# WHAT THE TASK ASKS
Convert the records from the line with "GET /v1/locate?query=tent support pole" up to and including the line with "[2,170,60,207]" into a JSON list of strings, one string per line, omitting any blank lines.
____________
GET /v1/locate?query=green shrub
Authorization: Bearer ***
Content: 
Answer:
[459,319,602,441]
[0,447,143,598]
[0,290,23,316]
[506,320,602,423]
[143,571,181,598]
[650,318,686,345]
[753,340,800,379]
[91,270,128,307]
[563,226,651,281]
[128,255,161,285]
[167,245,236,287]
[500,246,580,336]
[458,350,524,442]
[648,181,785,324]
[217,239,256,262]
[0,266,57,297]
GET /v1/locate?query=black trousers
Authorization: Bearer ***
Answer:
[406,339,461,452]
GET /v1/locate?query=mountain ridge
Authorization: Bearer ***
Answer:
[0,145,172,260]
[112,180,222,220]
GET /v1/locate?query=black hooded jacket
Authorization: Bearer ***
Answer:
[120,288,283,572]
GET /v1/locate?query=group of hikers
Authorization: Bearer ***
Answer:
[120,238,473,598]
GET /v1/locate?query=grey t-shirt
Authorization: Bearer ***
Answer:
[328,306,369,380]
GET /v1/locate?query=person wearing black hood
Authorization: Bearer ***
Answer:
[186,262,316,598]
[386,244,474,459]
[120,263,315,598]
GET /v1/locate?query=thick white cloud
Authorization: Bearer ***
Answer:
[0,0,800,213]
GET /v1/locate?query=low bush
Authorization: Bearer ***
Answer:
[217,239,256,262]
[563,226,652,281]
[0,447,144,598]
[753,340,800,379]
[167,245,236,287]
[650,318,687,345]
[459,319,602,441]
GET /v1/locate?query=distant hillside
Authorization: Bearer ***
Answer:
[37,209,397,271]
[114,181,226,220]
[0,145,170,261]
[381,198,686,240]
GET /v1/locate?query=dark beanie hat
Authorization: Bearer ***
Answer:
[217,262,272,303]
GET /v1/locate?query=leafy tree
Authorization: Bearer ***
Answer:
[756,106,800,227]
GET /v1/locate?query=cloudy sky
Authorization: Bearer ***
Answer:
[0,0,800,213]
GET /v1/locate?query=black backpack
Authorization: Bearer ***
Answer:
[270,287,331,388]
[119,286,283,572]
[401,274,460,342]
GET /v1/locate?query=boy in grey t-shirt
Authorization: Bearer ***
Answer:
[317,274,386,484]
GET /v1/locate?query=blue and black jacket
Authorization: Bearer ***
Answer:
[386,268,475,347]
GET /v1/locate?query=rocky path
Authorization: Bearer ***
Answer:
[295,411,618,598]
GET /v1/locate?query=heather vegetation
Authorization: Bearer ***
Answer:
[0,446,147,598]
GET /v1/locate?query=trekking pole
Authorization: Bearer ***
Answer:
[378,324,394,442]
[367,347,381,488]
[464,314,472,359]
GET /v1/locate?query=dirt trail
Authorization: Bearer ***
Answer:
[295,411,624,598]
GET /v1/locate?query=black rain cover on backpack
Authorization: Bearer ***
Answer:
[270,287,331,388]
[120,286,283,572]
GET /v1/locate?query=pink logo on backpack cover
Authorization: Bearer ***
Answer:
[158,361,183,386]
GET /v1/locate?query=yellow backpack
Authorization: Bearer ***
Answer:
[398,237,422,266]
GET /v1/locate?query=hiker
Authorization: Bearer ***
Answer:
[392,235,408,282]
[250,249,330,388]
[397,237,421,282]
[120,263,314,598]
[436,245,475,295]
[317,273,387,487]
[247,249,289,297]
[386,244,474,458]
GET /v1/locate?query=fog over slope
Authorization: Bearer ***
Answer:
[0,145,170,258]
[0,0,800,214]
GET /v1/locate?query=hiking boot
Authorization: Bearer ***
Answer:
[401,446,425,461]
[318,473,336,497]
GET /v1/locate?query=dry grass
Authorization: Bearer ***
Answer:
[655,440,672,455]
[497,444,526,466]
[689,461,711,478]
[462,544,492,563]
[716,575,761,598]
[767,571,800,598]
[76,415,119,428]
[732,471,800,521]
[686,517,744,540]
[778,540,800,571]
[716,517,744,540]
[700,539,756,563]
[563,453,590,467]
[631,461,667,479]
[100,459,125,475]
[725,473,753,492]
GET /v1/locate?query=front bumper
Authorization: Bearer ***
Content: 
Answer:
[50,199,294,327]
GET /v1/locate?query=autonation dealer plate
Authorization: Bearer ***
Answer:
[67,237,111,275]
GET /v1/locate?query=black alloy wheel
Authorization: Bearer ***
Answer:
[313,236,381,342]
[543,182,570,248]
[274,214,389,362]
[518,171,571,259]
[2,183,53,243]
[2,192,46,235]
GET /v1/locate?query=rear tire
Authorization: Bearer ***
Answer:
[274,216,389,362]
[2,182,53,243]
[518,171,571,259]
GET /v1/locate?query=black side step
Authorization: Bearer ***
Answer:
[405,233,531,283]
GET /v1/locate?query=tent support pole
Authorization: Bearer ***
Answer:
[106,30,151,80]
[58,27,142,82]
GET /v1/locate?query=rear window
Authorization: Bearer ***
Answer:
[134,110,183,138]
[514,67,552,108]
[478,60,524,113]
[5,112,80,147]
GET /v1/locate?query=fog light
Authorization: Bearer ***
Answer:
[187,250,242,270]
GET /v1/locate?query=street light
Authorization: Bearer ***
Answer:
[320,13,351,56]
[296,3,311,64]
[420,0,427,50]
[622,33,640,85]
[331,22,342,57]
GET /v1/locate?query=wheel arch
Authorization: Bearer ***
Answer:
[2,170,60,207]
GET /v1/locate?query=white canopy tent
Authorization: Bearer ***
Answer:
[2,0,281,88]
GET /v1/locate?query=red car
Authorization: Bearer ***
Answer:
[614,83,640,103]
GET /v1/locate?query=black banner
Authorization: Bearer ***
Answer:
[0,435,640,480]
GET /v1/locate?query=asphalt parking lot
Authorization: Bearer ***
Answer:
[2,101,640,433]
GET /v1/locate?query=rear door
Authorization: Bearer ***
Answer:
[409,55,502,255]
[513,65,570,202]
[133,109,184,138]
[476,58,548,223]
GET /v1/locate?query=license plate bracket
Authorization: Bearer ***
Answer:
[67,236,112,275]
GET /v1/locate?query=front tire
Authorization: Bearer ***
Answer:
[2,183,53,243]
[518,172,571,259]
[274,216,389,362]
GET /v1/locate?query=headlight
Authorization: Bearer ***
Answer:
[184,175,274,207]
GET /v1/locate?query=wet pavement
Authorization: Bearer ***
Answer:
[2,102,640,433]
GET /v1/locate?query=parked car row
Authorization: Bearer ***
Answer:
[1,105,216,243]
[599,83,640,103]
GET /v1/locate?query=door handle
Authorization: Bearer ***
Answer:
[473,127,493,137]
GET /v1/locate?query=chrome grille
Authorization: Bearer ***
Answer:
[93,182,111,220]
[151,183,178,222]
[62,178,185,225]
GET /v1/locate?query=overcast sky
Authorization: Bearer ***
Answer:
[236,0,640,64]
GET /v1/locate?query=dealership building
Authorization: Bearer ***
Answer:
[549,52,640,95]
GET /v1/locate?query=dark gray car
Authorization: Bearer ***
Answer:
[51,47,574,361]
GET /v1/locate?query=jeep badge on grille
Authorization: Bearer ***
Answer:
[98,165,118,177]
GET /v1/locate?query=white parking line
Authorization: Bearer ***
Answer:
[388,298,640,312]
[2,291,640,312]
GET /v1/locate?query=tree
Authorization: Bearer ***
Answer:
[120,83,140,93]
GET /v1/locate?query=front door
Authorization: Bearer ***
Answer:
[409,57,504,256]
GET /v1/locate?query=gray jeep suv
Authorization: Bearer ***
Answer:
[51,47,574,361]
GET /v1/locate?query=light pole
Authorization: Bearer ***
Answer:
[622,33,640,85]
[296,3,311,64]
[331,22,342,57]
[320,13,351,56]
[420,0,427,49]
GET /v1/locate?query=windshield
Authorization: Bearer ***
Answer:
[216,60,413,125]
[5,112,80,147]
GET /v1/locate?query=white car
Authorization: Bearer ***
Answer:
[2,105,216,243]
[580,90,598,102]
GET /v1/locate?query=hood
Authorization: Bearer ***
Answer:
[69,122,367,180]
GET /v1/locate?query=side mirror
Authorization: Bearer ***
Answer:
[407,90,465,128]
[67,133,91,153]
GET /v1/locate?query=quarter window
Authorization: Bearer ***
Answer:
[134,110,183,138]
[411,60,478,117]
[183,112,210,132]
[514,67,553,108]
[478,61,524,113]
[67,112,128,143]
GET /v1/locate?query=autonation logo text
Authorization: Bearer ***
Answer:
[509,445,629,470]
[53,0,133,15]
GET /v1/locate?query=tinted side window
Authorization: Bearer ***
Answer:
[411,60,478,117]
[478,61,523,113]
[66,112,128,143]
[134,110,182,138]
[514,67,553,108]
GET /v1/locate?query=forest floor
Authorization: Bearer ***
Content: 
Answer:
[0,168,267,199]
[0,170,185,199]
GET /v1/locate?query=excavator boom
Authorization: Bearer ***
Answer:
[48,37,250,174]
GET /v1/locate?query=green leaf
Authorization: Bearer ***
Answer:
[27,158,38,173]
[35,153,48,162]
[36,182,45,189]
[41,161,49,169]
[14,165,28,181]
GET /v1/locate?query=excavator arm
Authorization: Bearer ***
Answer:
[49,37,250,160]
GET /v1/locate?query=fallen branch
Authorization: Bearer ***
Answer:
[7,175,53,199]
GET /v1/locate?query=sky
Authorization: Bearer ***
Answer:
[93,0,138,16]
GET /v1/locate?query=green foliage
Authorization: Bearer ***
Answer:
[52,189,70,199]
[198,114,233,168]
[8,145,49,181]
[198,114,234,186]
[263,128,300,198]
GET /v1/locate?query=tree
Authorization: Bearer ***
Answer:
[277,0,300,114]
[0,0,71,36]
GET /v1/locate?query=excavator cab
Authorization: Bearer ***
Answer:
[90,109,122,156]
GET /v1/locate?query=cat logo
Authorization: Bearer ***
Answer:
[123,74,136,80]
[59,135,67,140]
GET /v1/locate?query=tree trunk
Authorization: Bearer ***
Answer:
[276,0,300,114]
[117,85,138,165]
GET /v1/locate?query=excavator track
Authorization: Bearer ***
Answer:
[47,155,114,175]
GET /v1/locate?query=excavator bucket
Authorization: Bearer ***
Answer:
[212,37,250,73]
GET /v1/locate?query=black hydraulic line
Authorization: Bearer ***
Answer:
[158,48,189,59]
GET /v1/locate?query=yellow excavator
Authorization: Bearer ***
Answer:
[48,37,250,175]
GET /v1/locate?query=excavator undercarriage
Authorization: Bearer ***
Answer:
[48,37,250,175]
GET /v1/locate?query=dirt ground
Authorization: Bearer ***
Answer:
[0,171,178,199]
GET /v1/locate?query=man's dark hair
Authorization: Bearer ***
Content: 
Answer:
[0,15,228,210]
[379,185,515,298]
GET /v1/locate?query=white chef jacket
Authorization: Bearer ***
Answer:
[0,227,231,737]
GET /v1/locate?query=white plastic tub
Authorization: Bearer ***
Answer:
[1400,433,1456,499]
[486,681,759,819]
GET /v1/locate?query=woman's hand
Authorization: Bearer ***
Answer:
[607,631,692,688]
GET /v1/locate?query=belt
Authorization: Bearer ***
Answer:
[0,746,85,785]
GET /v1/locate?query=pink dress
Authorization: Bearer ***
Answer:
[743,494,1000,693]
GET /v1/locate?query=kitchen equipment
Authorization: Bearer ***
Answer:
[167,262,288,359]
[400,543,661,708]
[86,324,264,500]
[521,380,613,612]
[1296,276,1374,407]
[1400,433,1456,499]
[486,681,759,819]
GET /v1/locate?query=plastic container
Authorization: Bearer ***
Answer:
____________
# EXERCISE OUTPUT
[
  "GET /v1/locate?query=tent support pole",
  "Authorization: Bearer ***",
  "Answer:",
  "[106,30,151,80]",
  "[58,27,142,82]",
  "GET /v1/locate?query=rear window",
  "Authorization: Bearer ***",
  "Answer:",
  "[134,110,183,138]",
  "[514,67,552,108]",
  "[478,60,524,113]",
  "[5,112,80,147]",
  "GET /v1/locate?query=fog light",
  "Authorization: Bearer ***",
  "Answer:",
  "[187,250,242,270]",
  "GET /v1/locate?query=street light",
  "Authorization: Bearer ***",
  "Answer:",
  "[320,13,351,56]",
  "[296,3,311,64]",
  "[420,0,427,50]",
  "[622,33,640,85]",
  "[331,22,342,57]",
  "GET /v1/locate?query=wheel arch",
  "Authorization: Bearer ***",
  "Answer:",
  "[2,170,60,207]"
]